Saved entries:
• • •
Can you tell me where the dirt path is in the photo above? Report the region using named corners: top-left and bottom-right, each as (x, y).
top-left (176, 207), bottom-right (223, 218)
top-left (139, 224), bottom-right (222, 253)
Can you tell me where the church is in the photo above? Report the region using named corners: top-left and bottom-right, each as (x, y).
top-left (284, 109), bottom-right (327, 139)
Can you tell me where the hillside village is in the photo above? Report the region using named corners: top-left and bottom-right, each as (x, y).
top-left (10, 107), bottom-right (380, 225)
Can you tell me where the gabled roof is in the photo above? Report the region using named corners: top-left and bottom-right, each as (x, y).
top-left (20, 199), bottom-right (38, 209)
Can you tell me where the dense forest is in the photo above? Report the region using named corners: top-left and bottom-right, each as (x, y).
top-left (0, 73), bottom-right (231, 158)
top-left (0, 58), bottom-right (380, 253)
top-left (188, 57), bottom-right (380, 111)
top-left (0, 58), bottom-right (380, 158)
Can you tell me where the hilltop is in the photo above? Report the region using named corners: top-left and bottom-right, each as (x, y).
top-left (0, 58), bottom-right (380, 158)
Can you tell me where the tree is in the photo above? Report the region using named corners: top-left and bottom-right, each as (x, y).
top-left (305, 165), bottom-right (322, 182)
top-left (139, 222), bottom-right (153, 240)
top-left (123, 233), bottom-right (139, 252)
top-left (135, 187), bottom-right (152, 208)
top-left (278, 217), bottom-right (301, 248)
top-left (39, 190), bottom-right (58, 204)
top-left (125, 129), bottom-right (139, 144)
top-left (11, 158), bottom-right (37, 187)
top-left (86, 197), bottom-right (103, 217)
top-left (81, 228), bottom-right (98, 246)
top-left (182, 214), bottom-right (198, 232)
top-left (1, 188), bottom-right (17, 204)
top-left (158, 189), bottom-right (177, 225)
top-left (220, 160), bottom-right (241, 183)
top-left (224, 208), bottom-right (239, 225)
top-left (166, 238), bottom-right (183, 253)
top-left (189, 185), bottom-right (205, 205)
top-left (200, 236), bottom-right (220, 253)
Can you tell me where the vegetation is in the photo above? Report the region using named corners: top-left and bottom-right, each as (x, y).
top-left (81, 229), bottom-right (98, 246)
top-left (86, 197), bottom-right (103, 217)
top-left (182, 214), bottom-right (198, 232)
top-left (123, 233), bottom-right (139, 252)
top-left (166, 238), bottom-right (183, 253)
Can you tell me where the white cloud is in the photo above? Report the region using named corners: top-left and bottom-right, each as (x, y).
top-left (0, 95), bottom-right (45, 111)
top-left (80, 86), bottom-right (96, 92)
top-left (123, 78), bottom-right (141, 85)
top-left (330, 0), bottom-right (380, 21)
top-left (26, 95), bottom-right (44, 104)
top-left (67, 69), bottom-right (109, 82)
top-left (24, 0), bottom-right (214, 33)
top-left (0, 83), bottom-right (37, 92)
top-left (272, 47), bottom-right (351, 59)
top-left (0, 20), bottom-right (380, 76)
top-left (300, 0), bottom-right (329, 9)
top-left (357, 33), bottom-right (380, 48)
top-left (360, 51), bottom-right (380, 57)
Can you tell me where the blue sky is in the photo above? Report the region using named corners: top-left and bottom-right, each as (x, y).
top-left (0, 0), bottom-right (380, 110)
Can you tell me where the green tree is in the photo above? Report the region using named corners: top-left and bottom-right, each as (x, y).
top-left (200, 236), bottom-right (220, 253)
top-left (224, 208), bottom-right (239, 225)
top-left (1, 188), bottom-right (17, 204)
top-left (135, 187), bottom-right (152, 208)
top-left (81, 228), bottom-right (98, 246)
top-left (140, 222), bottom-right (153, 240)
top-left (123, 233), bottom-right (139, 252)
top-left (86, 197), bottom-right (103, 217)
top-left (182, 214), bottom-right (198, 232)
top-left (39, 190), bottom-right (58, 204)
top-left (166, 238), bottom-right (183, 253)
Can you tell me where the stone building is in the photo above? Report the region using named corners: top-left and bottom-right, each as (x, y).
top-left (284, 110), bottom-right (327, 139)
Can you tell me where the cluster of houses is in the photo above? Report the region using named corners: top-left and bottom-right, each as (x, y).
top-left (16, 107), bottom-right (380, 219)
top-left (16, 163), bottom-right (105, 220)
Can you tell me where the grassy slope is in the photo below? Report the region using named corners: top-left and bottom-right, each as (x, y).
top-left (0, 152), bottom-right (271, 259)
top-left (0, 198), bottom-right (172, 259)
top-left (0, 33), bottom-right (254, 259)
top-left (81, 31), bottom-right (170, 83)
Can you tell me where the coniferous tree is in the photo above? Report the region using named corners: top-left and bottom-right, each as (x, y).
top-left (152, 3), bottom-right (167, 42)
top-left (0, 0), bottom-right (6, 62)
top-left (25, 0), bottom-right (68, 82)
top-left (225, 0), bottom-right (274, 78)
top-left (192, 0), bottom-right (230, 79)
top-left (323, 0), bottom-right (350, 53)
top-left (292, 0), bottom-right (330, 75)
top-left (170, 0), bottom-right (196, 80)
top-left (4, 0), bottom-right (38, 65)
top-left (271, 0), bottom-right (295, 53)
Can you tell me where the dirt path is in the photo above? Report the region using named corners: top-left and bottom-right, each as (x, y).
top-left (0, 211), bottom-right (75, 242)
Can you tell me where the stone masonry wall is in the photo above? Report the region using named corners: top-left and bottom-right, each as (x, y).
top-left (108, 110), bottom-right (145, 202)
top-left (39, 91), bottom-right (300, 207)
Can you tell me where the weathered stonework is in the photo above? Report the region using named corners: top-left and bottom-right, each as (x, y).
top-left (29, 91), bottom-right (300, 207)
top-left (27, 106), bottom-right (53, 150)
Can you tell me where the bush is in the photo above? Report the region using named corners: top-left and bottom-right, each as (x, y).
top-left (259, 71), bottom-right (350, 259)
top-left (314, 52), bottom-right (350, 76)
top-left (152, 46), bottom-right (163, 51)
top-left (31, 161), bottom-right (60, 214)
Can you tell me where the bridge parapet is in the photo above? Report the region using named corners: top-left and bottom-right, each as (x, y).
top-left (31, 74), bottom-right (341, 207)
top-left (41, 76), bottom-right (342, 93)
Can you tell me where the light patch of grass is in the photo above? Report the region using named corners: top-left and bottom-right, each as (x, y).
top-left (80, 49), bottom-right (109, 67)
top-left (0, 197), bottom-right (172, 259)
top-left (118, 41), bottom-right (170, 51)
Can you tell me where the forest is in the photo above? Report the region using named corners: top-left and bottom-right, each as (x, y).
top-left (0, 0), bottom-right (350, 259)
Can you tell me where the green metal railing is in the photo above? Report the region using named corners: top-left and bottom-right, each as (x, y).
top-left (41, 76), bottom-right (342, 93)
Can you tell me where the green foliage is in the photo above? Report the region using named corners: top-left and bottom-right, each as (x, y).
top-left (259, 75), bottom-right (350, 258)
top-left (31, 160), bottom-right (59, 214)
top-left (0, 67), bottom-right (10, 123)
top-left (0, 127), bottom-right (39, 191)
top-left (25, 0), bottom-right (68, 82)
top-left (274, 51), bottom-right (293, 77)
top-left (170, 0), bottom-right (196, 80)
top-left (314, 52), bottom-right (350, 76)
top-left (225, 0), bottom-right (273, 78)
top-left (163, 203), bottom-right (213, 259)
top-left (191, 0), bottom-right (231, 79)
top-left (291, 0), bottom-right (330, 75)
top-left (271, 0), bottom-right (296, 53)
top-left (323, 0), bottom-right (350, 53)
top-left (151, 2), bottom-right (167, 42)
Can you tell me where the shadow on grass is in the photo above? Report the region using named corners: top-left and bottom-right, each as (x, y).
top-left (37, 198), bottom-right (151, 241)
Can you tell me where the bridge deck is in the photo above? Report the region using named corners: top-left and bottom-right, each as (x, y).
• • •
_The request_. Rewrite every line of the saved entries, from the line containing "Can you tell me where the light" through the end of the saved entries, inclusive, shifting each coordinate number up by 30.

_Answer below_.
Can you tell me where the light patch of grass is in the photo above? Report the region using named corners: top-left and bottom-right, each as (x, y).
top-left (110, 79), bottom-right (139, 97)
top-left (30, 227), bottom-right (202, 289)
top-left (148, 71), bottom-right (200, 81)
Can you tell me where the forest is in the photo above? Report the region using named corners: top-left and bottom-right, each as (x, y).
top-left (30, 30), bottom-right (380, 289)
Can you tell me where the green metal railing is in the photo above? Report the region using named corners: top-left and bottom-right, each as (x, y).
top-left (71, 106), bottom-right (372, 123)
Can you tell me where the green foliage is in the photo above? Report the region using named corners: top-left and bottom-right, each as (x, y).
top-left (289, 105), bottom-right (380, 288)
top-left (61, 190), bottom-right (89, 244)
top-left (30, 97), bottom-right (40, 153)
top-left (30, 157), bottom-right (69, 221)
top-left (55, 30), bottom-right (98, 112)
top-left (304, 81), bottom-right (323, 107)
top-left (200, 30), bottom-right (226, 110)
top-left (344, 82), bottom-right (380, 106)
top-left (255, 30), bottom-right (303, 108)
top-left (193, 233), bottom-right (243, 289)
top-left (221, 30), bottom-right (261, 109)
top-left (321, 30), bottom-right (360, 105)
top-left (301, 30), bottom-right (326, 83)
top-left (353, 30), bottom-right (380, 83)
top-left (181, 32), bottom-right (197, 72)
Can you tell me where the shadow on grass is in the photo above? Report the region using named corners: top-left and bottom-right, each as (x, y).
top-left (67, 228), bottom-right (181, 271)
Can you tell me where the bridge deck is in the photo above? Report the region using named corners: top-left and bottom-right, each as (x, y).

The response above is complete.